• **Exercise instructions**
Your answer should hold exactly the lines from the one with "Target: balustrade" through the final line of the data below, reproduced as written.

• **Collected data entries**
________________

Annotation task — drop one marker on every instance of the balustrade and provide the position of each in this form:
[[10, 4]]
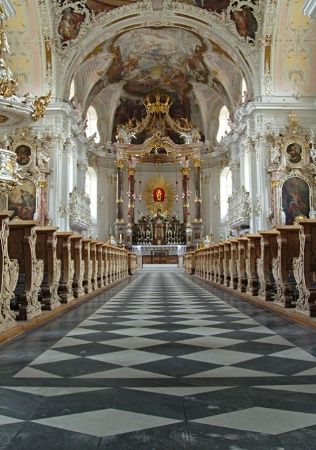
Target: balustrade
[[276, 265]]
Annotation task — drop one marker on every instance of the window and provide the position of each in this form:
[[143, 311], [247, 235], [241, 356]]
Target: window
[[92, 124], [226, 187], [223, 123], [92, 191]]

________________

• **Task answer**
Target: balustrade
[[276, 265]]
Annotation task — drop one marker on every instance of the window and provide the position of each in this form:
[[143, 311], [247, 235], [241, 356]]
Target: window
[[92, 124], [226, 187], [223, 123], [92, 191]]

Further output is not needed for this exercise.